Breman Speech: RBNZ Governor speaks on policy outlook after raising interest rate
Reserve Bank of New Zealand’s (RBNZ) Governor Anna Breman presents the prepared remarks on the Monetary Policy Review (MPR) and responds to media questions at the press conference after the July monetary policy announcement.
Earlier on, Breman and her colleagues announced the decision to raise the Official Cash Rate (OCR) by 25 basis points (bps) to 2.50%, as widely anticipated.
RBNZ press conference key quotes
Inflation could have already peaked.
Economy rebounding as oil prices decline.
Gradually shifting rates toward neutral.
Neutral rate uncertain, range 2.5% to 3.5%.
Feeling our way on policy to identify neutral rate.
Felt we needed to stress that uncertainty had increased on rate timing.
This section below was published at 02:00 GMT following the Reserve Bank of New Zealand (RBNZ) monetary policy announcements.
The Reserve Bank of New Zealand (RBNZ) announced on Wednesday that it raised the Official Cash Rate (OCR) by 25 basis points (bps) to 2.50% from 2.25% following the conclusion of the June monetary policy meeting.

— SOURCE EXCERPT —
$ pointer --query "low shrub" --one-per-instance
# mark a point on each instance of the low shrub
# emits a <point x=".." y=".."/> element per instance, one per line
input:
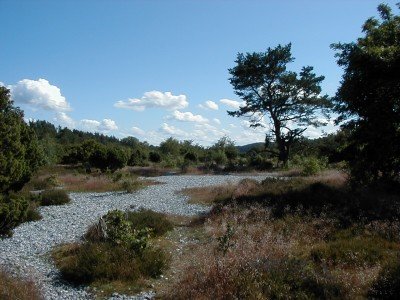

— EXERCISES TO COMPLETE —
1. Using the RBNZ rate decision article, say whether each statement agrees with it: (a) the OCR went up 25 basis points to 2.50%; (b) the neutral rate is given as a fixed 3%; (c) the increase surprised markets. Answer yes or no for each, quoting the deciding words.
2. Pick up the RBNZ rate decision article after its final sentence and write the next passage.

— RESPONSES PER TASK —
1.
(a) Yes: "raise the Official Cash Rate (OCR) by 25 basis points (bps) to 2.50%"
(b) No: "Neutral rate uncertain, range 2.5% to 3.5%."
(c) No: "as widely anticipated"

2.
The decision came in line with the market expectations.
Summary of the RBNZ Monetary Policy Review (MPR)
OCR increased to 2.50% to return inflation to 2%.
The monetary policy committee today reached consensus to increase the OCR by 25 basis points to 2.50 percent.
With inflation still above target and economic activity expected to strengthen, some further reduction in monetary stimulus is likely to be required to return inflation to the 2 percent target mid-point.
Future OCR decisions will depend on how incoming data, price-setting behaviour, and the strength of economic activity affect medium-term inflation pressures.
The monetary policy committee today reached consensus to increase the OCR.
Outlook for medium-term inflation pressures depends on the extent to which recent cost increases feed through into higher prices.
Although energy prices have decreased, the effects of the shock will linger for some time and the outlook for medium-term inflation pressures remains uncertain.
The stance of monetary policy is calibrated to bring inflation back to target without causing unnecessary economic instability.
Minutes of the RBNZ interest rate meeting
The committee reached consensus to increase the OCR by 25 basis points to 2.50 percent.
Committee noted that supply chains were likely to take time to adjust and that considerable geopolitical uncertainty remained.
The committee agreed that while further OCR increases appear likely at upcoming meetings, their timing is highly uncertain.
Forecast for near-term inflation has declined, given that current oil futures pricing is now significantly lower than assumed in the May statement.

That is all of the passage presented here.